→ **LISTED RECORDS**:
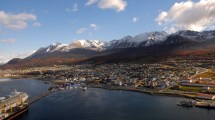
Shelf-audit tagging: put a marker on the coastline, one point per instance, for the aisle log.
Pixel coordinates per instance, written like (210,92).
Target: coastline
(149,92)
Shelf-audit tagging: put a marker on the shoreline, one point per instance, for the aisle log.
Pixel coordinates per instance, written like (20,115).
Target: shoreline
(146,92)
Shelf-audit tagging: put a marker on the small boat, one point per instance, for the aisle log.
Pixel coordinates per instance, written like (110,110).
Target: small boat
(186,103)
(84,88)
(2,98)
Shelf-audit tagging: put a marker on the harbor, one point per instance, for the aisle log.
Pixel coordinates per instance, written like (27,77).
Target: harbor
(14,105)
(60,87)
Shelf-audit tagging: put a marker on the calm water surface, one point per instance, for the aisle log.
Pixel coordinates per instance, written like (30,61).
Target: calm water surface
(100,104)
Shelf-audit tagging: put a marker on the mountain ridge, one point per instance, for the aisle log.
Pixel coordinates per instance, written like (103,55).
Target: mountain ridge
(131,48)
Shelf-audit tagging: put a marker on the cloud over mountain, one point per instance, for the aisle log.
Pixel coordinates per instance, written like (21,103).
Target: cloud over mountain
(16,21)
(188,15)
(118,5)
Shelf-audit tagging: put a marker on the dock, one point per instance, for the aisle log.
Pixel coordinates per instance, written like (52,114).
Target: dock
(34,99)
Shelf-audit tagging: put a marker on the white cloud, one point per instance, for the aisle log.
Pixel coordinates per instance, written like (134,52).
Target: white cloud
(37,24)
(8,41)
(15,21)
(118,5)
(81,30)
(73,9)
(94,26)
(135,19)
(188,15)
(90,2)
(5,57)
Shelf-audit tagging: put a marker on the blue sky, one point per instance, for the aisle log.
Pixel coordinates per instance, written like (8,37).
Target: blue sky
(26,25)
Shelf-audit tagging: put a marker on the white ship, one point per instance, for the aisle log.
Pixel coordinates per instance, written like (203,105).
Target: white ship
(14,100)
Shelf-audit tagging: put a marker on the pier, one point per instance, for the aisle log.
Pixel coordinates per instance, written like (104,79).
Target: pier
(34,99)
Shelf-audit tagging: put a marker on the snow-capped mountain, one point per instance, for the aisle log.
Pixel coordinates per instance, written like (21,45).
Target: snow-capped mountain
(96,45)
(194,35)
(128,47)
(142,40)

→ **GIVEN REQUEST**: Please revise the material above by changing every "aisle log" to "site log" and leaving everything else untouched. Omit the pictures from your answer.

→ **FULL ANSWER**:
Shelf-audit tagging: put a marker on the coastline, one point per instance, for the site log.
Pixel coordinates per instance, written like (210,92).
Target: coastline
(149,92)
Shelf-audit tagging: put a marker on the shoreline, one point per instance, for the site log.
Pixel coordinates per instance, written like (20,115).
Target: shoreline
(146,92)
Shelf-audit tagging: put a marker on the small boat, one point per instance, for the site log.
Pixel coordinates per instance, written like (110,110).
Target: small boat
(186,103)
(84,88)
(2,98)
Shelf-audit tagging: put a marker on the harbor, one point per instance, for the site log.
Pixel coordinates per instance, written like (27,77).
Target: harbor
(14,105)
(60,87)
Shelf-audit tagging: put a marker on the calm water surface, one point per instance, for the site log.
Pixel coordinates per instance, written like (30,61).
Target: calm water surface
(100,104)
Shelf-audit tagging: put a marker on the mountain ridge, one point per instance, for the site log.
Pixel coordinates per instance, written like (103,55).
Target: mountain ridge
(131,48)
Shelf-audit tagging: put a marker on the cloud over mountain, one point per instance, for the site log.
Pixel coordinates per instance, written like (21,103).
Target: cloud over mountain
(16,21)
(188,15)
(118,5)
Shelf-audit tagging: put a marker on the dock, one point per instance, for the site log.
Pixel coordinates per instance, written like (52,114).
Target: dock
(34,99)
Shelf-audit tagging: put a marker on the white cloud, one point per instance, for the site log.
Pixel coordinates per instance, written like (134,52).
Target: white cloud
(37,24)
(8,41)
(15,21)
(118,5)
(81,30)
(73,9)
(94,26)
(135,19)
(188,15)
(90,2)
(5,57)
Shelf-audit tagging: put a marker on the blue sky, one point per instance, for the site log.
Pixel coordinates per instance, written like (8,37).
Target: blue sky
(26,25)
Shelf-audit tagging: put a marker on the white ship, one point per instance, for the site log.
Pixel coordinates per instance, written like (203,105).
Target: white ship
(14,100)
Shelf-audit tagging: put a marker on the pier, one point per instance, for the site log.
Pixel coordinates per instance, written like (104,79).
Target: pier
(34,99)
Shelf-audit tagging: put a marker on the snow-capped mountain, one point per instance, for the site log.
Pixel coordinates per instance, written like (21,45).
Target: snow-capped mountain
(96,45)
(194,35)
(128,47)
(142,40)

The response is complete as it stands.